Exercise –
Every entry below must be copied exactly, with nothing left out.

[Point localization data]

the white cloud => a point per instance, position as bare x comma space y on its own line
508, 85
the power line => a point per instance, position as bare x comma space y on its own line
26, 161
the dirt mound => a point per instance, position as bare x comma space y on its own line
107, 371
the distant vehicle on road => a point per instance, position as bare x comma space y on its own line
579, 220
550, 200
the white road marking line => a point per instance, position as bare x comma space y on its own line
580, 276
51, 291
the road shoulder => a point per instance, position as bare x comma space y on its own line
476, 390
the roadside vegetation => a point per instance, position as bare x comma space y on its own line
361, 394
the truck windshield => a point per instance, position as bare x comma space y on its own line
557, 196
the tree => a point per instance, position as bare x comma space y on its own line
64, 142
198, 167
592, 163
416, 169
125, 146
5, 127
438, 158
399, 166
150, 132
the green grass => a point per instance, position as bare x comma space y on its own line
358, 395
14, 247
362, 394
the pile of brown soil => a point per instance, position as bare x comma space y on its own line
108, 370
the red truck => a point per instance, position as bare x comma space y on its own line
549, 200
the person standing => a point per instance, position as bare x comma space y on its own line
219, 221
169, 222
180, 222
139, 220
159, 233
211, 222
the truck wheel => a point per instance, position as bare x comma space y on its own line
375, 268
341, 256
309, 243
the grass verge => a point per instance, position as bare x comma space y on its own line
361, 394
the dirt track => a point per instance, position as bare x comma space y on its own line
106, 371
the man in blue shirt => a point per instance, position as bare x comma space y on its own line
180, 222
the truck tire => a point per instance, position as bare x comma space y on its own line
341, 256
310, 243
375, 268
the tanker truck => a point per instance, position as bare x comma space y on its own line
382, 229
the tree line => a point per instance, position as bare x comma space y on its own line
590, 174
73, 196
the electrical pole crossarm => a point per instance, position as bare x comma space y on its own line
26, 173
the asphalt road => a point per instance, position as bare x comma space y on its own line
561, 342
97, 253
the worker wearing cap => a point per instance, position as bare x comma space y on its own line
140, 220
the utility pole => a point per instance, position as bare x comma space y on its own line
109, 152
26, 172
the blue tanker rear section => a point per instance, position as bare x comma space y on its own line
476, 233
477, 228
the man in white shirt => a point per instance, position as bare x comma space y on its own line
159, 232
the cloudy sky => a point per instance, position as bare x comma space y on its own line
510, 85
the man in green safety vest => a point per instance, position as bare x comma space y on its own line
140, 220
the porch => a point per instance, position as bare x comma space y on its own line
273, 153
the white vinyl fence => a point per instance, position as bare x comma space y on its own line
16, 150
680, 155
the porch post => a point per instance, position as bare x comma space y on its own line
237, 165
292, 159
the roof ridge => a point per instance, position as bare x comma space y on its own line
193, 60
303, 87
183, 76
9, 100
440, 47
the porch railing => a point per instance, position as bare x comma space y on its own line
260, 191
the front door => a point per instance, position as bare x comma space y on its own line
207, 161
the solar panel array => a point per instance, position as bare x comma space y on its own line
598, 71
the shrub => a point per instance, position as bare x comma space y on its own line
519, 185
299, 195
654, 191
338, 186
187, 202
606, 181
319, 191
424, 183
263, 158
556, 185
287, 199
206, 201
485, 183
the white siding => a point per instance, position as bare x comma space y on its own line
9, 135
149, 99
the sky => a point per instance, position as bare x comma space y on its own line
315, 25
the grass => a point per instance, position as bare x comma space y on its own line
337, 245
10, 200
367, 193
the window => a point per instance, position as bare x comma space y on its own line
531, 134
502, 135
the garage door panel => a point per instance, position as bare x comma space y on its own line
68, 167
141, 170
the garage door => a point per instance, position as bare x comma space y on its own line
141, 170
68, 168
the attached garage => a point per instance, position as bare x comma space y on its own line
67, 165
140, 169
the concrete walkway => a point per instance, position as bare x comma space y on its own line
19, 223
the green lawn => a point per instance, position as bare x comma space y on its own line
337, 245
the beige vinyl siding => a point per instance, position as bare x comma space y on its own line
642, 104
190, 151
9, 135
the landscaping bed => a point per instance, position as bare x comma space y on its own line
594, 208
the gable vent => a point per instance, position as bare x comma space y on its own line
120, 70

Response to the exercise –
the white cloud => a point per instance, position as bare x comma space y on its own line
508, 85
the power line => a point per instance, position as bare x comma space y on its own line
26, 161
the dirt mound => a point per instance, position as bare x comma space y on its own line
107, 371
the distant vehicle on road => a point per instance, position as bare x comma space y on its own line
579, 220
550, 200
the white road marking line => a point per instance, position as bare x comma space y on its own line
580, 276
51, 291
the road shoulder => a point per instance, position as bare x comma space y on its own line
476, 390
the roadside vegetation => a point per instance, position as bare x comma space y on its own line
361, 394
the truck windshield => a point per instance, position as bare x comma space y on its own line
557, 196
the tree => a point per instance, position as bare x comma space y on its own line
64, 142
198, 167
592, 163
416, 169
125, 146
5, 127
438, 158
399, 166
150, 132
the green grass => a point per instance, position as bare x comma space y on its own line
358, 395
14, 247
362, 394
the pile of brown soil => a point per instance, position as bare x comma space y on its own line
108, 370
the red truck => a point per instance, position as bare x comma space y on its own line
549, 200
the person standing => a point per instance, position as bare x comma space y on its own line
219, 221
169, 222
180, 222
139, 220
159, 233
211, 222
the truck wheel => a point per instance, position as bare x comma space y on its own line
375, 268
341, 256
309, 243
the grass verge => a point per instance, position as bare x comma space y on its own line
361, 394
the dirt track => a point per instance, position as bare x comma space y on its own line
106, 371
the man in blue shirt => a point per instance, position as bare x comma space y on its own line
180, 222
the truck tire => a point per instance, position as bare x comma space y on its own line
341, 256
310, 243
375, 268
the tanker truck => a point per instance, position as bare x comma space y on its own line
382, 229
the tree line => a point per instance, position as bare x comma space y on its own line
590, 174
73, 196
the electrical pole crossarm => a point per instance, position as bare x comma space y on its own line
26, 173
the asphalt road => a point per instance, position as bare x comma space y on its own line
561, 342
97, 253
the worker wearing cap => a point per instance, position as bare x comma space y on its own line
140, 220
the utility pole => a point per instance, position as bare x comma space y on its own line
109, 152
26, 172
the blue tanker rear section => a point per instance, position as bare x comma space y on its own line
476, 233
477, 228
the man in white shirt => a point per instance, position as bare x comma space y on its own line
159, 232
the cloudy sky => a point per instance, position as bare x comma space y on its own line
510, 85
the man in green safety vest => a point per instance, position as bare x comma space y on its own line
140, 220
the porch => a point per instance, position as bare x comma space y on its own line
273, 153
the white vinyl fence => a point per instance, position as bare x comma space y on its own line
16, 150
680, 155
the porch post => a point per instance, position as bare x comma space y on its own line
237, 165
292, 159
the roof ridge => a point per instance, position as bare x comma space y on its own line
193, 60
303, 87
183, 76
9, 100
440, 47
the porch railing => a point per instance, position as bare x comma space y on its own line
260, 191
the front door => a point per instance, position as bare x comma space y on its own line
207, 161
the solar panel array => a point per instance, position as bare x comma space y on its own line
598, 71
the shrub => a point per instance, position as bare x comma space y on its own line
519, 185
299, 195
654, 191
338, 186
187, 202
606, 181
319, 191
424, 183
263, 158
556, 185
287, 199
206, 201
485, 183
the white siding => a point per instance, position as bare x comma space y on its own line
9, 135
149, 99
the sky => a point per instance, position as bare x comma space y on its own line
315, 25
the grass => a point per instance, position as bare x comma space y on its own line
337, 245
10, 200
367, 193
the window => a point per instance, position as bare x comma space y on its own line
531, 134
502, 135
the garage door panel => a point per instance, position as bare x comma space y on its own line
68, 167
141, 170
the garage door => a point per instance, position as bare x comma space y on its own line
141, 170
68, 168
the attached garage => a point per instance, position as bare x comma space y on its own line
67, 165
140, 169
the concrete walkway => a point per instance, position as bare x comma space y on its own line
19, 223
the green lawn => a point per instance, position as bare x comma space y on its own line
337, 245
the beige vinyl siding => a point per instance, position as bare x comma space y on its own line
642, 104
190, 151
9, 135
the landscaping bed => a point per instance, position as bare x comma space y on its own line
594, 208
the gable vent => a point per instance, position as bare x comma space y on its own line
120, 70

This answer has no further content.